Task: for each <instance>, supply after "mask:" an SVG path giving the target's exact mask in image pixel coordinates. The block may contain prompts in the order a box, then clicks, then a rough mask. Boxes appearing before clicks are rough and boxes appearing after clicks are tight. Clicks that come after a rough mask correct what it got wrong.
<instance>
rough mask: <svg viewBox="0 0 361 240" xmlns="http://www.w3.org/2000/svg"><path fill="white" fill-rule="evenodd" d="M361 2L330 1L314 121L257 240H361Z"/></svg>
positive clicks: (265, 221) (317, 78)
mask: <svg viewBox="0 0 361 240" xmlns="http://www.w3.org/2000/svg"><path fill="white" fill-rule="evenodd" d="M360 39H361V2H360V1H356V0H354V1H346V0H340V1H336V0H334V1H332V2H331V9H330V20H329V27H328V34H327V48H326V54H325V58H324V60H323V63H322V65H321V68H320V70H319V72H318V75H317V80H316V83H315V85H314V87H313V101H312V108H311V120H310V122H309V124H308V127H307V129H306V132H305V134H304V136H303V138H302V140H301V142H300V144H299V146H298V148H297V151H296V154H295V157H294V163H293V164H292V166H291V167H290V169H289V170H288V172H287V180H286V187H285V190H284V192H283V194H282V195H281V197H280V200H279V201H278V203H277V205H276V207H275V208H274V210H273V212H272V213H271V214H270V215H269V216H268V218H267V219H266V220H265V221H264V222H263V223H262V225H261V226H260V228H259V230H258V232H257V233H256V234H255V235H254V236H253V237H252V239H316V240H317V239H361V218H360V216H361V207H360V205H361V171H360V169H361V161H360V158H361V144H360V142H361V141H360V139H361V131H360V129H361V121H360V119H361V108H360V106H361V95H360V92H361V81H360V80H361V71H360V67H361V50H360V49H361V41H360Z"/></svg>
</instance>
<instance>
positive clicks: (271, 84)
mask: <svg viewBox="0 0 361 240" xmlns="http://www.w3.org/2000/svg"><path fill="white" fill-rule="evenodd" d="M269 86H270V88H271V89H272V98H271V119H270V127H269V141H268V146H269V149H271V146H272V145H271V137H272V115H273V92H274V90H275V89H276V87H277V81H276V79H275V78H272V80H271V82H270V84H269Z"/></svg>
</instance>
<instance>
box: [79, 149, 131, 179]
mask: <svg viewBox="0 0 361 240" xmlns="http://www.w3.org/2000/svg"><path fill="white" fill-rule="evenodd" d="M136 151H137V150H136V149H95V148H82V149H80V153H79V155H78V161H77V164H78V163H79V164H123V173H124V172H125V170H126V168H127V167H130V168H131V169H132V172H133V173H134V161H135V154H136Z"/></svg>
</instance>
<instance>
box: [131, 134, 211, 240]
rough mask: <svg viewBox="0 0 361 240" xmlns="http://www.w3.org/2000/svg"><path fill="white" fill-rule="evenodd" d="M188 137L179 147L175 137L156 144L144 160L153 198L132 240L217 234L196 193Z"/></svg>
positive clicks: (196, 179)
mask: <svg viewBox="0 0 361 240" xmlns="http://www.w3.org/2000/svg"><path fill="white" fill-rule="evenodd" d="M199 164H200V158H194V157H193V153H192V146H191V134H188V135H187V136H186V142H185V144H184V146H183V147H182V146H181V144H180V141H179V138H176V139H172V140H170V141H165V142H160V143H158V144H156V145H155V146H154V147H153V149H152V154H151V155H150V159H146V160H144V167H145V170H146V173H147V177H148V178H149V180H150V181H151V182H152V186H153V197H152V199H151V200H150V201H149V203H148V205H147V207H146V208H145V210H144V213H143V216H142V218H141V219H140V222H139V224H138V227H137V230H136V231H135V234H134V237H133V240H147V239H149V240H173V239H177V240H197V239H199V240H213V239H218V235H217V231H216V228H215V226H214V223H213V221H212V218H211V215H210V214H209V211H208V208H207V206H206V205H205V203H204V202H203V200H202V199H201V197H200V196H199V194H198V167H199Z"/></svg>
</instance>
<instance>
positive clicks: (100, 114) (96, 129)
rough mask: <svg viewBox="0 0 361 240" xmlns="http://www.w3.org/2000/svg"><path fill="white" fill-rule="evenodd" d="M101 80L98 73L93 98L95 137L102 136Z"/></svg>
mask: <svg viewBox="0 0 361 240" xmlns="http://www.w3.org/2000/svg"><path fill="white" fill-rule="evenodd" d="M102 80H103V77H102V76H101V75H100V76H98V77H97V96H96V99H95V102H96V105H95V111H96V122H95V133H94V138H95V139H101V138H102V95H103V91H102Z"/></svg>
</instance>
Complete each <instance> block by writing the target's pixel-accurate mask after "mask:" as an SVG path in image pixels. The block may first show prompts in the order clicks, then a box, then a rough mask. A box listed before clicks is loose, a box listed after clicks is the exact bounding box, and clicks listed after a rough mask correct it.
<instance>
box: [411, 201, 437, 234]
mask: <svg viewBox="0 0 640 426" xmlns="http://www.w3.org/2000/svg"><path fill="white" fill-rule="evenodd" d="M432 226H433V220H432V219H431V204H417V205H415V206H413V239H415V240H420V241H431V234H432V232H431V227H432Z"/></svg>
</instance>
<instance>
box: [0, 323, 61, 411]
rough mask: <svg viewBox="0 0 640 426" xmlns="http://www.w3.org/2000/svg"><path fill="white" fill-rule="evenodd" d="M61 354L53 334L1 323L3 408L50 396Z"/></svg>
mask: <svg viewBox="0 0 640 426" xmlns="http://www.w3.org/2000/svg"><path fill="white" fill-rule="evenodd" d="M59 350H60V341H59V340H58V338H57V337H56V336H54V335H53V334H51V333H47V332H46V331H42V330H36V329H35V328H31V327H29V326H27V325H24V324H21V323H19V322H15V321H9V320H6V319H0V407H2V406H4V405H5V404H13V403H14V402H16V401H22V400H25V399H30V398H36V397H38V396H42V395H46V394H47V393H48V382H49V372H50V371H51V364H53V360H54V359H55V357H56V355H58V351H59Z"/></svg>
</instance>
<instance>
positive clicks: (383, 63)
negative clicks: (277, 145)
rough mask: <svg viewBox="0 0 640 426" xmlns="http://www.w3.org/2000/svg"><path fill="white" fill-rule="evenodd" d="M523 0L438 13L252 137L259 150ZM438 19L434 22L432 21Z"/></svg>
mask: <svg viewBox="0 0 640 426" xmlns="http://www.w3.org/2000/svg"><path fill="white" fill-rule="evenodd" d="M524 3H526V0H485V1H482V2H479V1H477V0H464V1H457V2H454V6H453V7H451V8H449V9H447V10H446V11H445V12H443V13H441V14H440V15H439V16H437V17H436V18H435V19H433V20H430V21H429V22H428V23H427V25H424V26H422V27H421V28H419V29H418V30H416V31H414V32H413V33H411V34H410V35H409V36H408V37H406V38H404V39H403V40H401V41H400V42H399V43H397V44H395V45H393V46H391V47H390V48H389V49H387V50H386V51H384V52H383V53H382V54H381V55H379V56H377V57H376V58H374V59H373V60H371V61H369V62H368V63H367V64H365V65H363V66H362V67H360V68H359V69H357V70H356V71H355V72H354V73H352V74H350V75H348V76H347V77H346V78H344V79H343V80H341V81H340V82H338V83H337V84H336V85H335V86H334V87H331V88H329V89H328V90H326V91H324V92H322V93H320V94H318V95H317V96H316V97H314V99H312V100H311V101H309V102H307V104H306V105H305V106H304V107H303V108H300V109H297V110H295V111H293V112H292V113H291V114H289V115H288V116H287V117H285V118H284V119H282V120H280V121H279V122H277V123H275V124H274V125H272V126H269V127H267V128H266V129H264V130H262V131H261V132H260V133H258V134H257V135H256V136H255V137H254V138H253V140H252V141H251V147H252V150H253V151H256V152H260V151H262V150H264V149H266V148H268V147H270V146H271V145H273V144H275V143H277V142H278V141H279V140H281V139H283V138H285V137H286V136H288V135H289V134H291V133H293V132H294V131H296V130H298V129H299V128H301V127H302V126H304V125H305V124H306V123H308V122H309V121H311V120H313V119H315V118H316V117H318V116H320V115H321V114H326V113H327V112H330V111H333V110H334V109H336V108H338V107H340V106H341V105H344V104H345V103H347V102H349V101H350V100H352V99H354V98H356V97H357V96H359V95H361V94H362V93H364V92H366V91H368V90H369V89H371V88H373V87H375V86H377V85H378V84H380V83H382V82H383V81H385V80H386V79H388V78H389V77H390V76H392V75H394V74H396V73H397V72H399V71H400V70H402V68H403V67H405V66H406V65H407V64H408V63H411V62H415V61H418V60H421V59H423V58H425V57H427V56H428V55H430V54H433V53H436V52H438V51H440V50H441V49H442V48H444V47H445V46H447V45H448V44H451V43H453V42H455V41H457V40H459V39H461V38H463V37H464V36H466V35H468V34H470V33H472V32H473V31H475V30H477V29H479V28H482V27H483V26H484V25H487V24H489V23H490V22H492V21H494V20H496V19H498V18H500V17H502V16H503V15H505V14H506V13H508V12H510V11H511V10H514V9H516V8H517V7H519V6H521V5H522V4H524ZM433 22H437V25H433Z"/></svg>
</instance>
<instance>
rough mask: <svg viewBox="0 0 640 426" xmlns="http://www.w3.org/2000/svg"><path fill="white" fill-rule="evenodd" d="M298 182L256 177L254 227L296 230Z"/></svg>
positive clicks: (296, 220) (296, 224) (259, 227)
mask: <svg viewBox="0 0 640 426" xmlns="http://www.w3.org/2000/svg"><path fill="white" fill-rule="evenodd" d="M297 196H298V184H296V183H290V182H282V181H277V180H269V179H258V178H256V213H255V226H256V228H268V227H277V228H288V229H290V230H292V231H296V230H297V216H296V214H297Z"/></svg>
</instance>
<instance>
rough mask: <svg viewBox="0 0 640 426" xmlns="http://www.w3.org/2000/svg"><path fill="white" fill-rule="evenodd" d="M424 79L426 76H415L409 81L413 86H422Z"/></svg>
----
TASK BRIEF:
Reproduce verbatim every line from the beginning of the entries through the line containing "positive clicks: (265, 221) (317, 78)", including that line.

EXPECTED ANSWER:
Task: for each <instance>, supply after "mask:" an SVG path giving the target's exact mask in image pixel coordinates. The block may contain prompts in the order a box, then clicks, then a rough mask. Boxes appearing before clicks are rough and boxes appearing after clicks are tight. Clicks that come after a rough mask correct what it got wrong.
<instance>
rough mask: <svg viewBox="0 0 361 240" xmlns="http://www.w3.org/2000/svg"><path fill="white" fill-rule="evenodd" d="M361 2L330 1L314 121L257 240H361Z"/></svg>
positive clicks: (265, 221) (317, 78)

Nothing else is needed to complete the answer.